--- Data for the task ---
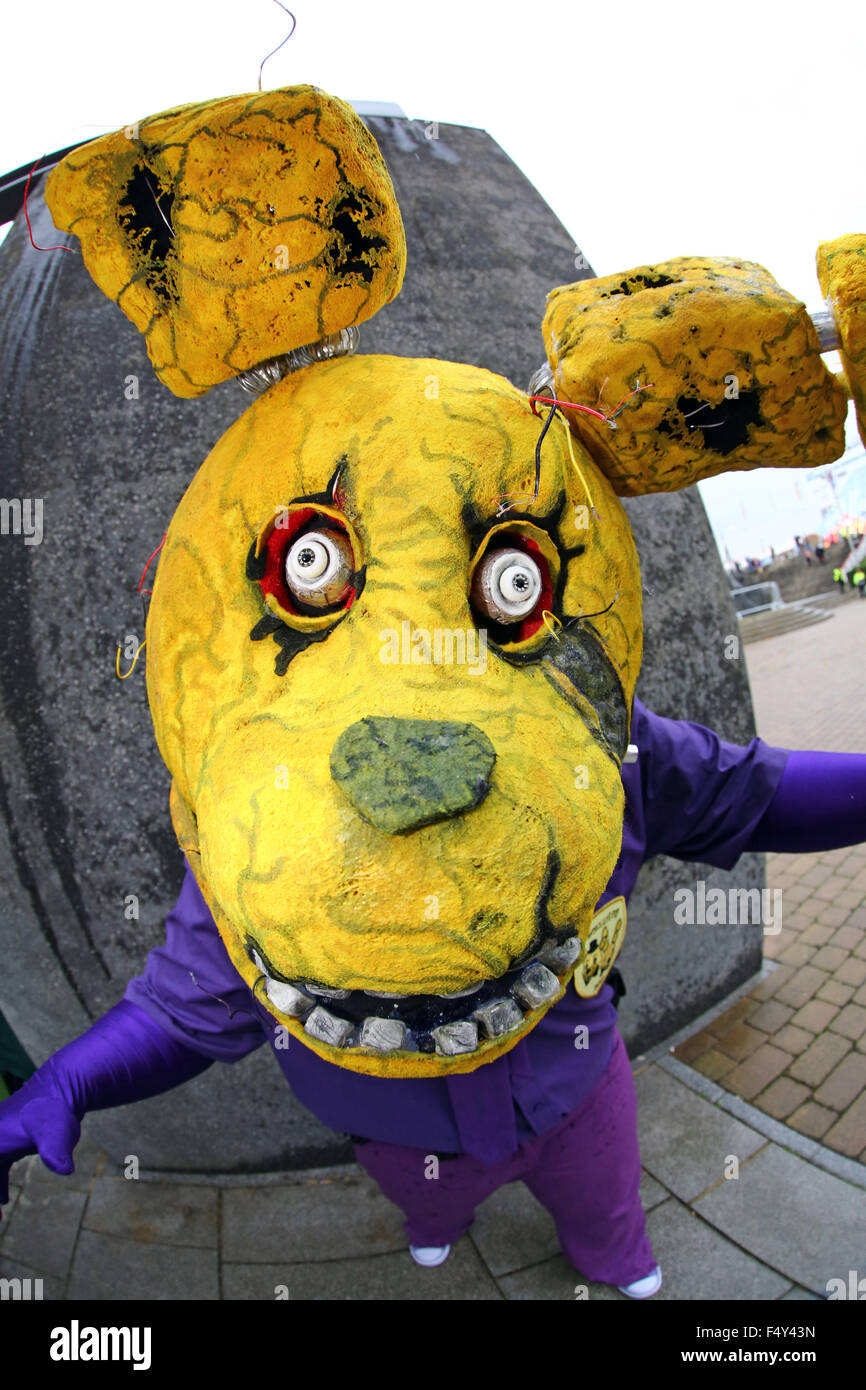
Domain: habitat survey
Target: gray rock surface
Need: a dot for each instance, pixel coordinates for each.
(84, 795)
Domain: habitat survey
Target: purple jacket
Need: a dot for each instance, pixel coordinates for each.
(690, 795)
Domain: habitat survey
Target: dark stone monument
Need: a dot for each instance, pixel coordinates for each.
(84, 795)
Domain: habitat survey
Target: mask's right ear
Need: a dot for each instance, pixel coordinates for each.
(727, 364)
(232, 231)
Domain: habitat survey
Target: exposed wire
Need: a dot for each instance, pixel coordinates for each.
(581, 617)
(150, 562)
(157, 206)
(27, 217)
(280, 45)
(578, 470)
(117, 662)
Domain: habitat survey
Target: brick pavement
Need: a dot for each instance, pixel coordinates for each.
(795, 1047)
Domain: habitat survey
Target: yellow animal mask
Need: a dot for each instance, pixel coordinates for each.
(396, 622)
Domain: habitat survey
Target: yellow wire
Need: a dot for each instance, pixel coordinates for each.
(117, 660)
(577, 466)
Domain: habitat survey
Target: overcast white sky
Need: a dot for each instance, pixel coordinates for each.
(652, 129)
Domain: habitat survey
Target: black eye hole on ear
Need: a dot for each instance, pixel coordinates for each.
(512, 583)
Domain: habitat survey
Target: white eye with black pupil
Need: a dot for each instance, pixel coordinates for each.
(319, 567)
(506, 585)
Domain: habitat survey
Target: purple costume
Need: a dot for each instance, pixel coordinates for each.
(559, 1116)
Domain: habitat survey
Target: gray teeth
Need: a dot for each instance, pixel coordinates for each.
(498, 1016)
(456, 1037)
(560, 955)
(327, 1027)
(535, 986)
(382, 1034)
(287, 998)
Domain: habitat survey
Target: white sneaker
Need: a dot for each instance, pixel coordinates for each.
(430, 1255)
(644, 1287)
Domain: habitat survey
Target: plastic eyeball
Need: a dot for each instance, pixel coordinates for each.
(319, 567)
(506, 585)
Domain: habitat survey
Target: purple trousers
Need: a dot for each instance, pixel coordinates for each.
(585, 1171)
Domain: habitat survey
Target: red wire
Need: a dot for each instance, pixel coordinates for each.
(598, 414)
(149, 563)
(549, 401)
(27, 217)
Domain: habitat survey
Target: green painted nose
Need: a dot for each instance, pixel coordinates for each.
(405, 773)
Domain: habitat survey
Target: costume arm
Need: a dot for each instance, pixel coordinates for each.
(185, 1011)
(820, 804)
(124, 1057)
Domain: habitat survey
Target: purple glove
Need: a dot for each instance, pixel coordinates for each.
(819, 804)
(124, 1057)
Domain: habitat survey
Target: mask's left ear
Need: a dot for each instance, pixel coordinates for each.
(237, 230)
(713, 369)
(841, 270)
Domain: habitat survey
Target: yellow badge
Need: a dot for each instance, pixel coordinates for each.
(601, 948)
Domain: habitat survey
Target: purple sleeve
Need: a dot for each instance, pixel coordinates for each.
(820, 804)
(192, 990)
(701, 795)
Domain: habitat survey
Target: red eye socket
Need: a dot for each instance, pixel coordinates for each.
(512, 585)
(310, 565)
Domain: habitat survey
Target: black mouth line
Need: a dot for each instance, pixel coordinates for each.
(433, 1022)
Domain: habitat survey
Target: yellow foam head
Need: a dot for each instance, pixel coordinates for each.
(394, 699)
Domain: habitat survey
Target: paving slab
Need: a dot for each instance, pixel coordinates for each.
(114, 1269)
(167, 1214)
(512, 1230)
(52, 1286)
(556, 1279)
(684, 1139)
(324, 1219)
(794, 1216)
(652, 1193)
(699, 1264)
(7, 1211)
(382, 1278)
(43, 1228)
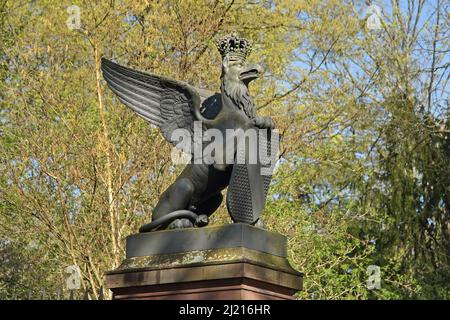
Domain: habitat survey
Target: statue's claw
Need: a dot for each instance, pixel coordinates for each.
(180, 224)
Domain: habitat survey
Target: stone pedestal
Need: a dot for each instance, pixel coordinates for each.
(235, 261)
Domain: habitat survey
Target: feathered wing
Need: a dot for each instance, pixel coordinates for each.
(166, 103)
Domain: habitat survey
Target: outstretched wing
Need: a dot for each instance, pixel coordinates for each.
(166, 103)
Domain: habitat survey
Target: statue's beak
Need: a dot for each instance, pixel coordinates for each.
(252, 72)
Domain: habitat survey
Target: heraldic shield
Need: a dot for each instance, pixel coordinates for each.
---
Set task — Transcribe every entry word for word, but omit the pictures.

Task answer —
Domain: habitat survey
Target: gray rock surface
Need: a dot for each instance, pixel coordinates for each.
(84, 795)
Domain: habitat survey
Target: purple jacket
Need: a dot for each instance, pixel coordinates for each.
(690, 795)
Domain: habitat survey
Target: dark stone monument
Need: a dot for each instance, pixel coordinates for each.
(84, 795)
Domain: habitat survey
Target: mask's right ear
Need: a dot for each instance, pixel coordinates for each.
(727, 364)
(232, 231)
Domain: habitat survey
Target: exposed wire
Need: a dot for each instance, pixel coordinates for each.
(581, 617)
(150, 562)
(157, 206)
(27, 217)
(280, 45)
(578, 470)
(117, 662)
Domain: habitat survey
Target: brick pavement
Need: a dot for each instance, pixel coordinates for each.
(795, 1047)
Domain: habitat survey
Target: yellow animal mask
Need: a dot for each instance, pixel coordinates for each.
(396, 622)
Domain: habitat survey
Target: yellow wire
Need: a dot for each instance, pixel coordinates for each.
(117, 660)
(577, 466)
Domain: habitat survey
Target: overcast white sky
Need: a dot for each instance, pixel coordinates for each.
(652, 129)
Domain: habitat survey
Target: black eye hole on ear
Need: a dot for each instance, pixel coordinates for each.
(512, 583)
Domain: habitat survey
Target: white eye with black pupil
Need: a dot for each instance, pixel coordinates for each.
(319, 567)
(506, 585)
Domain: habitat survey
Target: purple costume
Need: a dot for each instance, pixel coordinates for each.
(559, 1116)
Domain: habitat survey
Target: gray teeth
Need: a dot for each instance, pixel coordinates for each.
(498, 1016)
(456, 1037)
(560, 955)
(327, 1027)
(535, 986)
(382, 1034)
(287, 998)
Domain: habitat survey
Target: white sneaker
Need: a dot for each instance, pixel coordinates for each.
(430, 1255)
(644, 1287)
Domain: habitat survey
Target: plastic eyeball
Need: a dot for each instance, pixel coordinates for each.
(319, 567)
(506, 585)
Domain: habitat survey
Target: purple trousers
Need: a dot for each instance, pixel coordinates for each.
(585, 1171)
Domain: habitat survey
Target: red wire
Need: a dot for each instance, pixel coordinates for each.
(598, 414)
(149, 563)
(549, 401)
(27, 217)
Domain: habitat survey
Target: green painted nose
Need: a dot for each instance, pixel coordinates for each.
(405, 773)
Domain: habitat survey
Target: costume arm
Need: a dot for each instance, pixel coordinates for each.
(185, 1011)
(820, 804)
(124, 1057)
Domain: habitat survey
Target: purple glove
Need: a dot for each instance, pixel coordinates for each.
(819, 804)
(124, 1057)
Domain: habitat survey
Target: mask's left ear
Need: a dot for each instance, pixel coordinates for each.
(237, 230)
(713, 369)
(841, 270)
Domain: habitat survey
Target: yellow badge
Need: a dot for each instance, pixel coordinates for each.
(601, 948)
Domain: habitat survey
Target: purple sleeve
Need: a dot for each instance, pixel coordinates for each.
(820, 804)
(192, 990)
(701, 795)
Domain: habitat survey
Target: red eye socket
Need: a dot for each instance, pixel coordinates for each.
(512, 585)
(310, 565)
Domain: habitat survey
Target: black mouth line
Need: a dot for each instance, pixel coordinates for each.
(433, 1022)
Domain: habitat survey
Target: yellow foam head
Need: a dot for each instance, pixel coordinates for each.
(394, 699)
Domain: habitat survey
Target: paving slab
Need: a dot for each instance, pixel coordinates for each.
(114, 1269)
(167, 1214)
(512, 1230)
(52, 1286)
(556, 1279)
(684, 1139)
(324, 1219)
(794, 1216)
(652, 1193)
(699, 1264)
(7, 1211)
(382, 1278)
(43, 1228)
Domain: habitat survey
Target: statue's claw
Need: a dot for each instance, pixel coordinates for each.
(180, 224)
Domain: habitat survey
Target: stone pedestal
Need: a dot for each instance, pixel coordinates for each.
(235, 261)
Domain: habitat survey
Target: feathered wing
Need: a dot for each instance, pixel coordinates for each.
(166, 103)
Domain: habitat survey
Target: outstretched wing
Need: a dot for each instance, pixel coordinates for each.
(166, 103)
Domain: habitat survey
Target: statue's beak
Need: a dot for each instance, pixel coordinates for each.
(252, 72)
Domain: habitat survey
Target: heraldic shield
Need: a dot for each instance, pixel coordinates for each.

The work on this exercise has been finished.